Source passage:
** begin **

PERSONAL SELLING:
FORECASTING
market potential
an estimate of the maximum possible sales of a good or service for
an entire industry during a stated time period
sales potential
refers to the maximum market share that a particular firm can achieve
under ideal conditions
sales forecast
an estimate of the dollar or unit sales for a specific future period
under a proposed marketing plan or program for an individual firm
NOTE: a forecast is what is realistically expected, not what is hoped
or desired
How might you predict demand for:
-
wind generators in 2025
-
Ford Escorts next year
-
size 3a rivets made by Acme Mfg.
-
refrigerators in two years
-
Wendy's menu strips made by VFSign Co.
FACTORS UNDERLYING FORECASTING PREMISES:
Controllable Factors
those that are under control of the firm
-
pricing
-
distribution
-
promotion
-
product characteristics
-
product mix
-
account policies
-
choice of customers
-
etc.
Uncontrollable Factors
environmental elements over which the firm has little, if any, direct
control
-
economy, interest rates, inflation
-
public policy, government regulation
-
political conditions
-
market factors, changing demographics
-
competitors, competitor actions
-
supplies, supplier actions
-
industry trends
-
etc.
FORECASTING
Three Basic Approaches:
-
Judgmental / Qualitative
-
Relational
-
Analytical / Quantitative
Judgmental / Qualitative Techniques
-
subjective; based on a hunch, intuition
-
assume that somebody knows the answer and ask them
-
experience based
-
subjective: might result in bias
Judgmental / Qualitative Techniques
-
Jury of Executive Opinion
-
Sales Force Composite
-
User's Expectation
-
Delphi Techniques
-
Scenario Method
Judgmental / Qualitative Techniques
Useful for:
long range forecasting
-
e.g., where technological, political, etc. factors play a significant role
when data is limited or non-existent
Relational Techniques
-
assume cause and effect, and cause can be used to predict sales
-
if you know one variable, you can forecast the other
Relational Techniques
-
leading indicators
-
e.g., housing starts suggest refrigerator sales
-
e.g., births suggest college enrollments
-
regression techniques
-
assume a straight line; cannot account non-linear sales
-
in some cases, assumes a causal relationship between time and sales (don't
repeat this one on a stats exam!)

** end **

Exercise set:
• 1. Summarize the sales forecasting notes in two sentences.
• 2. Proceed with the sales forecasting notes, picking up after their final line.

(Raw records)
** begin **

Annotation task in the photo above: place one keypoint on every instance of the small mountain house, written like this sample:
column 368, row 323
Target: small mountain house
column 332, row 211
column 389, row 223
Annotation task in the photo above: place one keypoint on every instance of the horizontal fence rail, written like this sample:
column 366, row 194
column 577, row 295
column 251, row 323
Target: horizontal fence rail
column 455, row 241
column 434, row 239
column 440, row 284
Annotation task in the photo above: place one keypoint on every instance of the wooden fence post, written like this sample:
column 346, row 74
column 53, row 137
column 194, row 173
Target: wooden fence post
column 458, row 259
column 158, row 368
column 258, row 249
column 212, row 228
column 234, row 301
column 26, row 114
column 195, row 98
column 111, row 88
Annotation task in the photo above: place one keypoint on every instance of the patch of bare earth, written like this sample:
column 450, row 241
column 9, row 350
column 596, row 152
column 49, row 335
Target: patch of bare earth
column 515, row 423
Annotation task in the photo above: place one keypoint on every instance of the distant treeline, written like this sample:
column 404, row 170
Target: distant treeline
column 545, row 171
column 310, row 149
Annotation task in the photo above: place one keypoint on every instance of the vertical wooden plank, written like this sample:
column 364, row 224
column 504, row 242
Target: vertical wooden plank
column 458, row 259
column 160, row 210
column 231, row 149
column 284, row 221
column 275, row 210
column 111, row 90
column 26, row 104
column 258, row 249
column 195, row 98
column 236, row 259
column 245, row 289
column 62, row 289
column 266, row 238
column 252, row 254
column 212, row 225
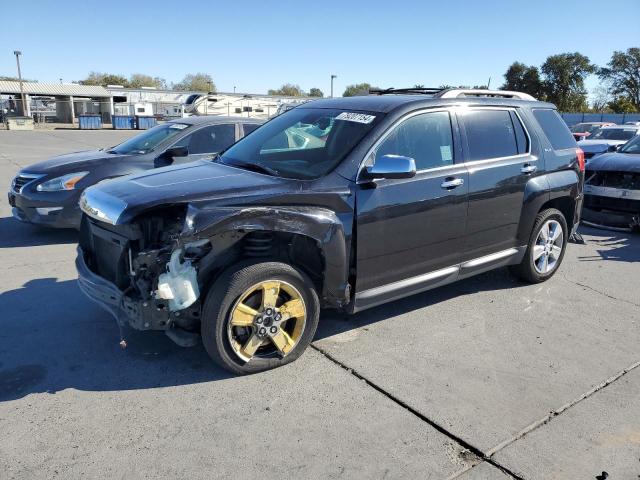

** end **

Task-by-task answers:
• 1. The notes define market potential as the maximum possible sales of a good or service for an entire industry in a stated period, sales potential as the maximum market share a particular firm can achieve under ideal conditions, and a sales forecast as a firm's estimate of dollar or unit sales for a specific future period under a proposed marketing plan, reflecting what is realistically expected rather than hoped for. They separate controllable factors such as pricing, distribution, and promotion from uncontrollable ones such as the economy, government regulation, and competitors, and they name three forecasting approaches: judgmental/qualitative, relational, and analytical/quantitative.

• 2.
-
use a ruler for "eyeball regression"
Analytical / Quantitative Techniques
time series approaches
-
assume that historical data can be used to predict future demand
-
all we look at is historical data over time used to reduce the element
of subjectivity
trend
used to describe a time series that is not flat
stationarity
used to describe a time series as flat
Analytical / Quantitative Techniques
Four Approaches:
-
naive
-
cumulative mean
-
moving average
-
exponential smoothing
NOTE: cumulative mean is mentioned to develop insights into these methods
and is generally not a method that is used in practice.
Idea behind what we will be doing:
-
we want to smooth the data
-
we want to find the pattern in the noise
NAIVE APPROACH
St+1 = St
-
cumulative mean looks at all data
-
naive approach looks at no data past the present
-
forecast for the next period is the same for the last period
-
works best when data follows a "random "walk" or is very noisy
-
best in the short run, not so good in the long run
-
does not work with data that is trended or has a clear pattern
-
assumes high volatility
CUMULATIVE MEAN
S1 + S2 + . . . + St
St+1 = --------------------
t
-
assumes that all data are equally relevant
-
never throw anything out
-
not frequently used
EXAMPLE: CUMULATIVE MEAN
period sales forecast
1 16,250 --
2 17,000 16,250
3 20,000 16,625
4 16,000 17,750
5 15,000 17,312
6 17,250 16,850
7 18,000 16,917
8 20,000 17,071
9 -- 17,438
MOVING AVERAGE
St + St-1 + St-2 + . . . + St-(N+1)
St+1 = -----------------------------------
N
idea
-
we want to try to "average out" the forecast to cancel out noise
-
looks for some sort of trend up or down; attempts to smooth out the trend,
but always lags behind the trend
small N
the forecast will quickly respond to changes, but we lose the "averaging
out" effect which cancels out noise
large N
we get good averaging out of noise, but poor response; sluggish
N is usually chosen by trial and error. Whatever has worked the
best in predicting past data is presumed to be the best for predicting
the next period.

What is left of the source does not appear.